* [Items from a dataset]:
────────────────────────────────────────

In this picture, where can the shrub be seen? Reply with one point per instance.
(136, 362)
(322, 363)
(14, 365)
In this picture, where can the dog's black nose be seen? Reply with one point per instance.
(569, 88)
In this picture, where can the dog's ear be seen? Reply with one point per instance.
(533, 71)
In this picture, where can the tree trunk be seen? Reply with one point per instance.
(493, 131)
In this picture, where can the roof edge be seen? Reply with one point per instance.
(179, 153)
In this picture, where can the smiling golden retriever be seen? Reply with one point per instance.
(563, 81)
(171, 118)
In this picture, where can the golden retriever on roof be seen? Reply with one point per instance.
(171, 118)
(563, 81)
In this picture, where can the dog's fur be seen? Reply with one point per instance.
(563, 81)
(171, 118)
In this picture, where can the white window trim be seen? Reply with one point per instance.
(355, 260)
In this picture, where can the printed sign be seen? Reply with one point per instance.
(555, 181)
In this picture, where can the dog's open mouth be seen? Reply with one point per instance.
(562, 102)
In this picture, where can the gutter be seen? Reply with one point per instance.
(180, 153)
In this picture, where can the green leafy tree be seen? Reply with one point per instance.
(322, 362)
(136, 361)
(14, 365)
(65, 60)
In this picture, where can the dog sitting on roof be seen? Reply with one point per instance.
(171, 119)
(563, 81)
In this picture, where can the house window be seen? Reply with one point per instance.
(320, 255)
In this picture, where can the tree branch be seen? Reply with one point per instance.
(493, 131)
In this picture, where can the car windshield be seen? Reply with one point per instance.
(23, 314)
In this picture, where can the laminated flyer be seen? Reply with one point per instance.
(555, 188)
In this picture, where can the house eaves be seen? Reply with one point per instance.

────────────────────────────────────────

* [Your instructions]: The listing above must be transcribed exactly, line by line.

* [Written solution]:
In this picture, where can the shrub be seen? Reply with one point per instance.
(136, 362)
(322, 363)
(14, 365)
In this picture, where can the dog's black nose be seen? Reply with one point per instance.
(569, 88)
In this picture, where can the dog's ear be seen? Reply with one point per instance.
(533, 71)
In this picture, where can the tree trunk be seen? Reply with one point per instance.
(493, 131)
In this picture, where can the roof edge be seen? Reply with one point per instance.
(179, 153)
In this picture, where can the smiling golden retriever be seen? Reply with one point per instance.
(563, 81)
(171, 118)
In this picture, where can the golden retriever on roof be seen? Reply with one point per instance.
(171, 118)
(563, 81)
In this picture, where can the dog's fur be seen? Reply with one point per instance.
(563, 81)
(171, 118)
In this picture, where can the white window trim be seen? Reply with one point per instance.
(355, 260)
In this picture, where can the printed sign be seen? Reply with one point per instance.
(555, 181)
In this picture, where can the dog's open mouth be seen? Reply with one point per instance.
(562, 102)
In this picture, where can the gutter be seen? Reply with one point per instance.
(180, 153)
In this picture, where can the green leafy tree be seen? Reply with one point per instance.
(322, 362)
(136, 361)
(14, 365)
(65, 60)
In this picture, where can the dog sitting on roof be seen? Reply with one point per instance.
(171, 119)
(563, 81)
In this picture, where can the house window be seen? Reply with one point per instance.
(320, 255)
In this picture, where can the tree branch be seen? Reply with one point per instance.
(493, 131)
In this picture, where can the car windshield be seen? Reply with one point per instance.
(23, 314)
In this picture, where can the laminated flyer be seen? Reply with one point per instance.
(555, 188)
In this picture, where can the house eaves be seen? Reply with one point per instance.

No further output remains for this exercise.